NEWS DESK
The U.S. military Saturday launched a drone strike targeting a member of an Islamic State group’s Afghanistan affiliate. The Central Command said the strike was launched from Nangarhar province and its target was someone who was believed to have been behind the planning of deadly attacks against the U.S. in Kabul.
Navy Captain William Urban said one IS individual was killed in Saturday’s strike. It was not immediately clear whether the individual was involved in the attack on Kabul’s airport Thursday that killed 170 Afghans and 13 U.S. service members.
Saturday’s strike came less than 48 hours after the devastating attack outside Kabul’s airport.
The U.S. Embassy urged U.S. citizens Friday not to come to the Kabul airport because of security threats and to leave immediately if they were near any of four gates to the airport, according to a statement on the State Department’s website.
Pentagon spokesperson John Kirby said at a briefing Friday the U.S. believes there are other “specific, credible” threats against the airport, noting that “we certainly are prepared and would expect future attempts.”
The security threats have made the evacuation of Americans and some Afghans more difficult.
━━━━━━━━━━━━━━━━━━━━
> _Goal_: Reproduce the news report about the U.S. drone strike in Afghanistan word for word, from its header to its final sentence.

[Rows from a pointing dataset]
━━━━━━━━━━━━━━━━━━━━
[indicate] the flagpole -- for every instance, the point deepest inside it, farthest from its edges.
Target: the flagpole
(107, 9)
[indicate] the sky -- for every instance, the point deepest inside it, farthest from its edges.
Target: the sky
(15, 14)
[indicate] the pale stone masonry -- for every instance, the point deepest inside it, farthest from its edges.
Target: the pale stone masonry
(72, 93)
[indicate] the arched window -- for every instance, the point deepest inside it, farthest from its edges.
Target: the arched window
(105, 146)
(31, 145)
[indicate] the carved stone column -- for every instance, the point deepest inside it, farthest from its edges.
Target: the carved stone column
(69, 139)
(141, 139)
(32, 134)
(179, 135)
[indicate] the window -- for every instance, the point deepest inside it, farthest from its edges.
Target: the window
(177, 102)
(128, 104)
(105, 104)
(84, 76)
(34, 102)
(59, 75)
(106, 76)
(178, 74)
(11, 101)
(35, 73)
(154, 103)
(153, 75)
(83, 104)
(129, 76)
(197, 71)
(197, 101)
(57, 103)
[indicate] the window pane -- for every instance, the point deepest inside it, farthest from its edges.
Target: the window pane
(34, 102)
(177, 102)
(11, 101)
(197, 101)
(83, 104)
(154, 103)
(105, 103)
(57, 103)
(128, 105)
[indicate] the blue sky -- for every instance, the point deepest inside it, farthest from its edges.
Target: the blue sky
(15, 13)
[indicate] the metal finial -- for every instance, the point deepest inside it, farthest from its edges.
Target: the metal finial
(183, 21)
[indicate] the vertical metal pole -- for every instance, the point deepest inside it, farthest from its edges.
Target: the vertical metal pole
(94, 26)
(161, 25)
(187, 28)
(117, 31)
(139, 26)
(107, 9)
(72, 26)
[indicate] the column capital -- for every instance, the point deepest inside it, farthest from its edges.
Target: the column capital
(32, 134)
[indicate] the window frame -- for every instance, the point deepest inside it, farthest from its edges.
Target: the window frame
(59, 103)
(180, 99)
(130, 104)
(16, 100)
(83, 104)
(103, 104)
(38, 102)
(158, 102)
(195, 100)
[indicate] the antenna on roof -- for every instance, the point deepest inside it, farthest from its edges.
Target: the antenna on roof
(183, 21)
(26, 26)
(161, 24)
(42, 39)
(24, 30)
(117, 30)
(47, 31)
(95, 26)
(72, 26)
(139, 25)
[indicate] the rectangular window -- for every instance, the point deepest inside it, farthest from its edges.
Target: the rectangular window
━━━━━━━━━━━━━━━━━━━━
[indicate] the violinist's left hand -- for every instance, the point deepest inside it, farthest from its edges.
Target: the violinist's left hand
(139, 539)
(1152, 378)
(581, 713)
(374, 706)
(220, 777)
━━━━━━━━━━━━━━━━━━━━
> _Correct answer_:
NEWS DESK
The U.S. military Saturday launched a drone strike targeting a member of an Islamic State group’s Afghanistan affiliate. The Central Command said the strike was launched from Nangarhar province and its target was someone who was believed to have been behind the planning of deadly attacks against the U.S. in Kabul.
Navy Captain William Urban said one IS individual was killed in Saturday’s strike. It was not immediately clear whether the individual was involved in the attack on Kabul’s airport Thursday that killed 170 Afghans and 13 U.S. service members.
Saturday’s strike came less than 48 hours after the devastating attack outside Kabul’s airport.
The U.S. Embassy urged U.S. citizens Friday not to come to the Kabul airport because of security threats and to leave immediately if they were near any of four gates to the airport, according to a statement on the State Department’s website.
Pentagon spokesperson John Kirby said at a briefing Friday the U.S. believes there are other “specific, credible” threats against the airport, noting that “we certainly are prepared and would expect future attempts.”
The security threats have made the evacuation of Americans and some Afghans more difficult.